- _EXERCISE PROMPT_:
Answer these questions from the text on endoscopic third ventriculostomy.
1. What percentage of patients with postoperative symptomatic improvement had a smaller ventricle than before surgery, according to Bargalló N et al.?
2. Which sequence allows quantitative measurement of cerebrospinal fluid flow at the fistula?
3. In up to what share of patients with a patent stoma based on fluid flow signals did the clinical symptoms not improve?

- _TEXT_:
= = = = = = =

In addition, the patency of the fistula opening is an important component of postoperative follow-up. Imaging evaluation of the effect of endoscopic third ventriculostomy can be done by the size of the ventricles, the fluid flow-void effect at the fistula and the quantitative measurement of cerebrospinal fluid flow at the fistula according to the Cine PC sequence.
Bargalló N et al. found no correlation between ventricular size and postoperative symptom improvement after endoscopic third ventriculostomy. They found that only 38% of patients with postoperative symptomatic improvement had a smaller ventricle than before surgery. However, in patients with aqueductal stenosis due to tumor compression, the ventricles shrank to varying degrees in all patients after surgery [12]. This suggests that the ventricles can be significantly smaller after endoscopic third ventriculostomy in patients with acute hydrocephalus, but in patients with chronic hydrocephalus, the postoperative changes in the ventricles are not significant. Therefore, the patency of the fistula opening cannot be accurately determined by the ventricular size alone.
On the 3D-CISS sequence and T2-weighted images, we can determine the patency of the stoma based on the signal of fluid flow at the stoma. In up to 50% of the patients with a patent stoma based on fluid flow signals, the clinical symptoms did not improve. In contrast, quantitative measurement of cerebrospinal fluid flow at the stoma using the Cine PC sequence revealed that in these patients, the stoma was patent but their cerebrospinal fluid flow was low [12].

= = = = = = =

- _INFORMATION PROVIDED_:

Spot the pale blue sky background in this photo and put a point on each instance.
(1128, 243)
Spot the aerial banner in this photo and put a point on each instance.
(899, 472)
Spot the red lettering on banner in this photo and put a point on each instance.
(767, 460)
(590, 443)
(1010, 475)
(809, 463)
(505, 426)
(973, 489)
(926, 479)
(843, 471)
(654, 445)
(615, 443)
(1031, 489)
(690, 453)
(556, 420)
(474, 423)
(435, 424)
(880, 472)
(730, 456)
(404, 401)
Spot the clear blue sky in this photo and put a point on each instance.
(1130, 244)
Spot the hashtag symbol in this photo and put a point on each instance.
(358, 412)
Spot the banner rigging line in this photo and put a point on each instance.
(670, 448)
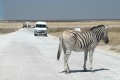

= = = = = = =

- _ANSWER SPACE_:
1. 38%
2. The Cine PC sequence
3. Up to 50%